What you should do -
Continue the email thread about a shared Java RDF API, starting right after its last sentence.

Graph getAsGraph(Set<Person> pesons);

where `Graph` is the API of an RDF Graph that can change over time. The
returned `Graph`shall (if possible) be backed by the Set passed as argument
and thus reflect future changes to that set. The Graph shall support all
read operation but no addition or removal of triples. It's ok is some
iteration over the graph result in a ConcurrentModficationException if the
set changes during iteration (as one would get when iterating over the set
during such a modification).

- How does the code look like?
- Is it backed by the Set and does the result Graph reflects changes to the
set?
- What's the space complexity?

Challenge accepted?

Reto

On Mon, Nov 12, 2012 at 6:11 PM, Andy Seaborne <an...@apache.org> wrote:

> On 11/11/12 23:22, Rupert Westenthaler wrote:
>
>> Hi all ,
>>
>> On Sun, Nov 11, 2012 at 4:47 PM, Reto Bachmann-Gmür <re...@apache.org>
>> wrote:
>>
>>> - clerezza.rdf graudates as commons.rdf: a modular java/scala
>>> implementation of rdf related APIs, usable with and without OSGi
>>>
>>
>> For me this immediately raises the question: Why should the Clerezza
>> API become commons.rdf if 90+% (just a guess) of the Java RDF stuff is
>> based on Jena and Sesame? Creating an Apache commons project based on
>> an RDF API that is only used by a very low percentage of all Java RDF
>> applications is not feasible. Generally I see not much room for a
>> commons RDF project as long as there is not a commonly agreed RDF API
>> for Java.

Dataset items:
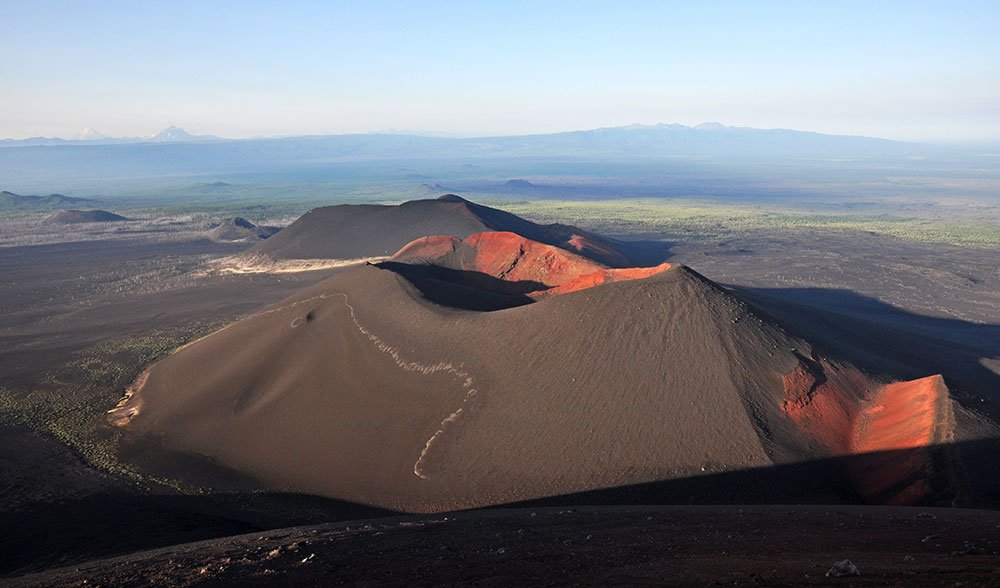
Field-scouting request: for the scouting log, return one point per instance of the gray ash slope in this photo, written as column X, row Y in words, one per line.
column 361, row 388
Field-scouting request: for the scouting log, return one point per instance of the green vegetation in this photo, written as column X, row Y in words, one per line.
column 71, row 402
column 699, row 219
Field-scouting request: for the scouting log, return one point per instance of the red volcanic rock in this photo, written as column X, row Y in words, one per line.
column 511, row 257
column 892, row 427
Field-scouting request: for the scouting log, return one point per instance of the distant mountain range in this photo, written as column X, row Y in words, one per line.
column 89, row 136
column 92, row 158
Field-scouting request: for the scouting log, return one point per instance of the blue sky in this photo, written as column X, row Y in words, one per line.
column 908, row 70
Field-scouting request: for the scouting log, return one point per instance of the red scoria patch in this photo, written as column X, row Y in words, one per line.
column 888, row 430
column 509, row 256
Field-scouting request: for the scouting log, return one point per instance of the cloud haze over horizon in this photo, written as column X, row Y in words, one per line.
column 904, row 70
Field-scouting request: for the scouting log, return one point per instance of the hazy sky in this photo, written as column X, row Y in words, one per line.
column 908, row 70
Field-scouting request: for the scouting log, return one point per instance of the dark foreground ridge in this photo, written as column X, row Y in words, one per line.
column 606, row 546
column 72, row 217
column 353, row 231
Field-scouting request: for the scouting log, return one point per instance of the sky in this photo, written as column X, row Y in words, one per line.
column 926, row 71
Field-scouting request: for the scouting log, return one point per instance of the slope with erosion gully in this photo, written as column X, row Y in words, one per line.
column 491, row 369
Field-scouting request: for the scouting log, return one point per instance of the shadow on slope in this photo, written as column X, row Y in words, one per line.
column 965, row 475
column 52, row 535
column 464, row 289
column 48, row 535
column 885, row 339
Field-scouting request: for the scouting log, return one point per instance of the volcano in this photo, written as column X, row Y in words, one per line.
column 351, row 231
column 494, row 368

--

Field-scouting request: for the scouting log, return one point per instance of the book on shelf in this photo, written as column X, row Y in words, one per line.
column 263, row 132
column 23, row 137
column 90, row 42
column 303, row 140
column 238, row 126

Final result -
>>
>
> Very good point.
>
> There is a finite and bounded supply of energy of people to work on such a
> thing and to make it work for the communities that use it.   For all of us,
> work on A means less work on B.
>
>
> An "RDF API" for applications needs to be more than RDF. A SPARQL engine
> is not simply abstracted from the storage by some "list(s,p,o)" API call.
>  It will die at scale, where scale here includes in-memory usage.
>
> My personal opinion is that wrapper APIs are not the way to go - they end
> up as a new API in themselves and the fact they are backed by different
> systems is really an implementation detail.  They end up having design
> opinions and gradually require more and more maintenace as the add more and
> more.
>
> API bridges are better (mapping one API to another - we are really talking
> about a small number of APIs, not 10s) as they expose the advantages of
> each system.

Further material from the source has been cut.